• What the task asks
Retyping all the entries exactly is the whole task.

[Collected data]
--------

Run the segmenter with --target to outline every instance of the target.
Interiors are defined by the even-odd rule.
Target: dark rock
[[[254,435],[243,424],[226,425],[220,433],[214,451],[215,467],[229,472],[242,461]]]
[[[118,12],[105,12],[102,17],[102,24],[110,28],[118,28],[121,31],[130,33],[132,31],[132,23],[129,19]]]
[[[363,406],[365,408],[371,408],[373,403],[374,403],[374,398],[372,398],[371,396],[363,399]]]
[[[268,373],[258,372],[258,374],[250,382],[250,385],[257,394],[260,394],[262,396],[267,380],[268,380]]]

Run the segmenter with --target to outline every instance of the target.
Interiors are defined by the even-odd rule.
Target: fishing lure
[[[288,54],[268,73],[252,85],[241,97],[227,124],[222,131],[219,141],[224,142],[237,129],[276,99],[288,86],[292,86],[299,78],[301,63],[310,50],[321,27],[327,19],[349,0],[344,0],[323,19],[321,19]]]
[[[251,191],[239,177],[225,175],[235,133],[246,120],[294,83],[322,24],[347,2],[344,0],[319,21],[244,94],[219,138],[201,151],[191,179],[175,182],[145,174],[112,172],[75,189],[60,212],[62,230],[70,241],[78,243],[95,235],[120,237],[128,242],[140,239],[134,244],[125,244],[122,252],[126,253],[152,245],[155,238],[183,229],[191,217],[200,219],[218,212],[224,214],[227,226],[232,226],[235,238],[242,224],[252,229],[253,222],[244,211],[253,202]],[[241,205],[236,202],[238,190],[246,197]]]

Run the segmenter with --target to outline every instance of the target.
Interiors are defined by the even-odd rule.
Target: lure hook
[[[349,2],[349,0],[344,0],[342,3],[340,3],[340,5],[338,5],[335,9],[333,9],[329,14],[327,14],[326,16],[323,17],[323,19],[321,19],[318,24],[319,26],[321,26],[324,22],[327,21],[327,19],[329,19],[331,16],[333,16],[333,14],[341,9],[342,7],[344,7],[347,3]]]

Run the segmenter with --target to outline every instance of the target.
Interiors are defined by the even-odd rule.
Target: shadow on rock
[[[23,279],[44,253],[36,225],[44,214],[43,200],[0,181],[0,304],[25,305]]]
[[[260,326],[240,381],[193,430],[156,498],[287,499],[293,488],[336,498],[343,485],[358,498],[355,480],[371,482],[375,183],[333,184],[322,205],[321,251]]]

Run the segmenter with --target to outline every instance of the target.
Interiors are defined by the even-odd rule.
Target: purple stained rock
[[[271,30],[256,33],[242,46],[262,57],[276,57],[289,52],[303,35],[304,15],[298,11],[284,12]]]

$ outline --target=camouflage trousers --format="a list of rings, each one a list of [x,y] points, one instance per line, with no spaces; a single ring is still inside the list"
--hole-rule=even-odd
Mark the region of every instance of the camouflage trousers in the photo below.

--------

• Solution to the exercise
Run the segmenter with --target to outline every instance of the target.
Interiors are defined by the even-odd rule.
Target: dark rock
[[[254,435],[243,424],[226,425],[220,433],[214,451],[215,467],[229,472],[242,461]]]
[[[118,12],[105,12],[102,17],[102,24],[110,28],[118,28],[121,31],[130,33],[132,31],[132,23],[129,19]]]
[[[363,406],[365,408],[371,408],[373,403],[374,403],[374,398],[372,398],[371,396],[363,399]]]
[[[268,373],[258,372],[258,374],[250,382],[250,385],[257,394],[260,394],[262,396],[267,380],[268,380]]]

Run the segmenter with --target to outline every instance of the target.
Interiors are defined by the even-odd rule.
Target: fishing lure
[[[288,54],[268,73],[252,85],[241,97],[227,124],[222,131],[219,141],[224,142],[237,129],[276,99],[288,86],[292,86],[299,78],[301,63],[310,50],[321,27],[327,19],[349,0],[344,0],[323,19],[321,19]]]
[[[251,191],[239,177],[225,175],[235,133],[246,120],[294,83],[322,24],[347,2],[344,0],[319,21],[244,94],[219,138],[201,151],[191,179],[175,182],[145,174],[112,172],[75,189],[60,212],[62,230],[70,241],[78,243],[95,235],[120,237],[128,242],[140,239],[134,244],[125,244],[122,252],[126,253],[152,245],[155,238],[183,229],[191,217],[200,219],[218,212],[224,214],[227,226],[232,226],[235,238],[242,224],[252,229],[253,222],[244,211],[253,202]],[[241,205],[236,202],[238,190],[246,197]]]

Run the segmenter with --target to outline every instance of the target.
Interiors are defined by the even-odd rule.
Target: lure hook
[[[349,2],[349,0],[344,0],[342,3],[340,3],[340,5],[338,5],[335,9],[333,9],[329,14],[327,14],[326,16],[323,17],[323,19],[321,19],[318,24],[319,26],[321,26],[324,22],[327,21],[327,19],[329,19],[331,16],[333,16],[333,14],[341,9],[342,7],[344,7],[347,3]]]

Run the segmenter with --target to outline every instance of the target.
Interiors are defined by the even-odd rule.
Target: shadow on rock
[[[23,279],[44,253],[36,225],[44,214],[43,200],[0,181],[0,304],[25,305]]]
[[[260,326],[240,381],[193,430],[156,498],[287,499],[293,488],[336,498],[343,485],[358,498],[355,480],[371,482],[375,183],[333,184],[322,205],[321,251]]]

Run the segmenter with --target to outline every instance of the target.
Interiors are defined by the even-odd rule.
Target: purple stained rock
[[[271,30],[256,33],[242,46],[262,57],[276,57],[289,52],[303,35],[304,15],[298,11],[284,12]]]

$ outline --target=camouflage trousers --format="a list of rings, each one a list of [x,y] points, one instance per line, with no spaces; a single ring is still inside the list"
--hole-rule=even-odd
Mark the region of every instance of the camouflage trousers in the photo below.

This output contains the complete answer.